_TRY IT_: Scan the entries below. List each line with "cluster".

_PROVIDED INFORMATION_:
※ ※ ※

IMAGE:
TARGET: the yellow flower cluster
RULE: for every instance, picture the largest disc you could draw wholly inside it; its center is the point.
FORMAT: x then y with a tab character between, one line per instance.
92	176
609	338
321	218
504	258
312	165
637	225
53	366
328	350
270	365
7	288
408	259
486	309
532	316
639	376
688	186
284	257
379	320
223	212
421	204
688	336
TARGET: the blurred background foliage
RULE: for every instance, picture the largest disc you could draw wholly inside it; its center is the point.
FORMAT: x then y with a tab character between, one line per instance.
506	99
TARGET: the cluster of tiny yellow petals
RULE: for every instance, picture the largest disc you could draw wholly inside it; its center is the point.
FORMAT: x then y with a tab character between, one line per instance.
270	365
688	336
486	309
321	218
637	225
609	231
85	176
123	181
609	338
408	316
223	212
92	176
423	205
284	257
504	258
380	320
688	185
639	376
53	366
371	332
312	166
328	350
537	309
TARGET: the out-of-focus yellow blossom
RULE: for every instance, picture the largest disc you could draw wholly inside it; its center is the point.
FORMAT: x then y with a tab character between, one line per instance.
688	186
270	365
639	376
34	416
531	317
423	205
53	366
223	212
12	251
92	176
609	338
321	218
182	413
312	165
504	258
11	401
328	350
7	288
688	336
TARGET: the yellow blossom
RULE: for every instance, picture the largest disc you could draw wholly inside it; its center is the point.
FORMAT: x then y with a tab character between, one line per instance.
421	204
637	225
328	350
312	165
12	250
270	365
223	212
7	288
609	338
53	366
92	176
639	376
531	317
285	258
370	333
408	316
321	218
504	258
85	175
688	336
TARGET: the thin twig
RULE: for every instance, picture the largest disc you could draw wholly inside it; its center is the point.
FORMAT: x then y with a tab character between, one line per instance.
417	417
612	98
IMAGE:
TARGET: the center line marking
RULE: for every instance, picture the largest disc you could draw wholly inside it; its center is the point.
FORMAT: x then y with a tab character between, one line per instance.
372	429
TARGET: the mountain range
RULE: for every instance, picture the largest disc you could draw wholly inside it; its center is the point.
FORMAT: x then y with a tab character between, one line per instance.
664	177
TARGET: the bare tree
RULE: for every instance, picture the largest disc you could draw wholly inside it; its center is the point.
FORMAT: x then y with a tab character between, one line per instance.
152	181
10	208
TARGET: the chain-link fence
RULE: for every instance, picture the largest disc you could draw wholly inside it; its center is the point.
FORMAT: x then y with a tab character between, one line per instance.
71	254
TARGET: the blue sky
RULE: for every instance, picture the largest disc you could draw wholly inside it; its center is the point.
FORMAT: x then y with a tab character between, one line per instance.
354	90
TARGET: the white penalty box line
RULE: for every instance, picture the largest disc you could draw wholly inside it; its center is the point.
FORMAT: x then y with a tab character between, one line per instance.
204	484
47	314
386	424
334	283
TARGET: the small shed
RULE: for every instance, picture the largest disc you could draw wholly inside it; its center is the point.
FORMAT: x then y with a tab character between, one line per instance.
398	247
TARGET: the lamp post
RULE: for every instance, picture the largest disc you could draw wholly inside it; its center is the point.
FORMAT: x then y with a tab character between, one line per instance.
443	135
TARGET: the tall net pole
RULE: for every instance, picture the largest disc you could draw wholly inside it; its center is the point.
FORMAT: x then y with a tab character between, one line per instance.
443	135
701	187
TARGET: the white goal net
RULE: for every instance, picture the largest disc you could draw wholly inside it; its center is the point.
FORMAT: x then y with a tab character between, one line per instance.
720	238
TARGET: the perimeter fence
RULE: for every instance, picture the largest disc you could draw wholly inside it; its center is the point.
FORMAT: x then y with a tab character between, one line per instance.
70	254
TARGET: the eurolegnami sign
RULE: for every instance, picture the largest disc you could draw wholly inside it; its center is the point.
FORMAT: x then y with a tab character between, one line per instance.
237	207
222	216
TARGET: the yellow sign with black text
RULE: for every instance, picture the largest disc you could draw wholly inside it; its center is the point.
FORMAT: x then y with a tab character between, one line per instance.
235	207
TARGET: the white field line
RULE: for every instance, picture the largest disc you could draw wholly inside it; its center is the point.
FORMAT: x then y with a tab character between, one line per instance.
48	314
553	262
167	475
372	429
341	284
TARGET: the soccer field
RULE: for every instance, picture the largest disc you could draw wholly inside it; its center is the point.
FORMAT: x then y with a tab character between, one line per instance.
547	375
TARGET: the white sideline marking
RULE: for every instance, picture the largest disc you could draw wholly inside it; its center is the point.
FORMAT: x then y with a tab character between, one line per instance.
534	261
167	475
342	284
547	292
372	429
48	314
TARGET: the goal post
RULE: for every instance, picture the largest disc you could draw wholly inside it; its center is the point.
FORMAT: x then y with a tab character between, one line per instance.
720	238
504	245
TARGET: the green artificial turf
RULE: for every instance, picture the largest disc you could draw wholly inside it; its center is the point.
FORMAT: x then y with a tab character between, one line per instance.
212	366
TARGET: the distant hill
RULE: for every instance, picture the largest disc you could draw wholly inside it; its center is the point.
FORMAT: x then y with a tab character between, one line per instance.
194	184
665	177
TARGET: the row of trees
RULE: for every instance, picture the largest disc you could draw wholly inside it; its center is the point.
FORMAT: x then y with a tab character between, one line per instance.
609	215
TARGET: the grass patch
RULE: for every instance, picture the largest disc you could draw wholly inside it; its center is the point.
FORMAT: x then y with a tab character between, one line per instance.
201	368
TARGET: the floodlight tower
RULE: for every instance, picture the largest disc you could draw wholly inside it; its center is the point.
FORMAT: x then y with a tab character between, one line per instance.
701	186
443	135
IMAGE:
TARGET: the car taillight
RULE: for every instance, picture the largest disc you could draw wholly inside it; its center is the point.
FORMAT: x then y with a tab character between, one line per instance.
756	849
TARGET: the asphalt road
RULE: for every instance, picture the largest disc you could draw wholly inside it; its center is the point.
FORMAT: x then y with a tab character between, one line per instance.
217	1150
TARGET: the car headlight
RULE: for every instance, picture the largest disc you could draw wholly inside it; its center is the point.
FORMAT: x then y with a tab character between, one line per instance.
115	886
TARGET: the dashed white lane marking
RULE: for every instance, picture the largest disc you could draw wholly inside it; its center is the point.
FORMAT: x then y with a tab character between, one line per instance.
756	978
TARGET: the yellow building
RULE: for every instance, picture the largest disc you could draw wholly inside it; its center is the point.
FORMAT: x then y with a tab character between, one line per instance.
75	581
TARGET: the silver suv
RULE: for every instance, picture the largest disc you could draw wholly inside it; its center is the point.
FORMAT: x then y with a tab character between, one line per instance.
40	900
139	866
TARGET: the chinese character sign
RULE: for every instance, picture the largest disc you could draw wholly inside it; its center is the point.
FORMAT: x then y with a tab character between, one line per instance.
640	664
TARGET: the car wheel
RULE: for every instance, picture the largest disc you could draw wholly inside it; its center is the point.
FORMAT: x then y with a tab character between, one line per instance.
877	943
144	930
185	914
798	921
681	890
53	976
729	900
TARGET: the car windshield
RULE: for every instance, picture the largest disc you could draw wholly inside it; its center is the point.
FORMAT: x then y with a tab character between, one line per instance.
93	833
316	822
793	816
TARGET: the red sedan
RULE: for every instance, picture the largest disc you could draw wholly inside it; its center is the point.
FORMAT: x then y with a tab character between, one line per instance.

※ ※ ※

_RESULT FOR THIS EXERCISE_:
TARGET: the yellow flower cluster
TARGET: the cluster of tiny yellow petals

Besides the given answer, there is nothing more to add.